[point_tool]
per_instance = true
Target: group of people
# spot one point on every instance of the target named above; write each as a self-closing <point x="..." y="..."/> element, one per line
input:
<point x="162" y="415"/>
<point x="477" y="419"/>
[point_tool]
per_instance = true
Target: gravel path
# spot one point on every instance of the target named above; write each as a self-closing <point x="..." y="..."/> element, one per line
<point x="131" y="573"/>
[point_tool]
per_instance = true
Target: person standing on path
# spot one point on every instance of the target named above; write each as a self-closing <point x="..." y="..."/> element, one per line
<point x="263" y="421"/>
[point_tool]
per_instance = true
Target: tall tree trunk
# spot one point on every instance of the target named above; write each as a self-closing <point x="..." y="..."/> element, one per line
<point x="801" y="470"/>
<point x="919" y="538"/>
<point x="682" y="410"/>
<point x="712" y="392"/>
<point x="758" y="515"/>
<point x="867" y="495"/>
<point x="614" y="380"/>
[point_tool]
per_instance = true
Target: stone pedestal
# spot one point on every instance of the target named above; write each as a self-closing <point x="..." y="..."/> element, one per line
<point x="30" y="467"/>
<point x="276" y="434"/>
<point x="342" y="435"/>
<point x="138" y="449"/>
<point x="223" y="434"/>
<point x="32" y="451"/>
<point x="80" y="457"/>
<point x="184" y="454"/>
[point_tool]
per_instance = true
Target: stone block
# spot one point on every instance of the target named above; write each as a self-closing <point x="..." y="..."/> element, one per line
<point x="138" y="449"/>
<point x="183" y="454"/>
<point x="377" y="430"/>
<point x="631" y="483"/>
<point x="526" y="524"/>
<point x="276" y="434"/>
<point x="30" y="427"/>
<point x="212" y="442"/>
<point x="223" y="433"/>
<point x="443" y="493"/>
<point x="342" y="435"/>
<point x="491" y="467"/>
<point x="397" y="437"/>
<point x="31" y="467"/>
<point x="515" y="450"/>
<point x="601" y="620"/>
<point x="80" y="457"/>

########

Word for word, copy out the entries.

[point_tool]
per_instance = true
Target: group of people
# spot one point on every instance of the target named above; write each as a self-closing <point x="..." y="..."/> element, one per line
input:
<point x="162" y="415"/>
<point x="477" y="419"/>
[point_tool]
per_instance = true
Target: gravel path
# spot one point on every instance of the target named above; write each as a self-closing <point x="..." y="..."/> element, one per line
<point x="131" y="573"/>
[point_tool]
per_instance = true
Target: person standing on path
# spot one point on every instance of the target named above; write each as a self-closing <point x="..." y="..."/> element, one per line
<point x="263" y="421"/>
[point_tool]
per_instance = true
Target: tall tree trunk
# spot one point on every instance of the target named above; write each as a self-closing <point x="..." y="..."/> element, one per line
<point x="801" y="470"/>
<point x="919" y="538"/>
<point x="682" y="410"/>
<point x="712" y="392"/>
<point x="758" y="515"/>
<point x="867" y="495"/>
<point x="614" y="380"/>
[point_tool]
per_instance = true
Target: stone pedestal
# spot one point on every instance of the target named above; write each as a self-closing <point x="..." y="..."/> element, one per line
<point x="30" y="467"/>
<point x="276" y="434"/>
<point x="342" y="435"/>
<point x="138" y="449"/>
<point x="223" y="434"/>
<point x="32" y="451"/>
<point x="80" y="457"/>
<point x="184" y="454"/>
[point_tool]
per_instance = true
Target: stone block
# spot one point on every instance of the target named above; write each as a self-closing <point x="..." y="..."/> element, one per line
<point x="138" y="449"/>
<point x="183" y="454"/>
<point x="377" y="430"/>
<point x="631" y="483"/>
<point x="526" y="524"/>
<point x="276" y="434"/>
<point x="30" y="427"/>
<point x="212" y="442"/>
<point x="223" y="433"/>
<point x="443" y="493"/>
<point x="342" y="435"/>
<point x="491" y="467"/>
<point x="397" y="437"/>
<point x="31" y="467"/>
<point x="515" y="450"/>
<point x="601" y="620"/>
<point x="80" y="457"/>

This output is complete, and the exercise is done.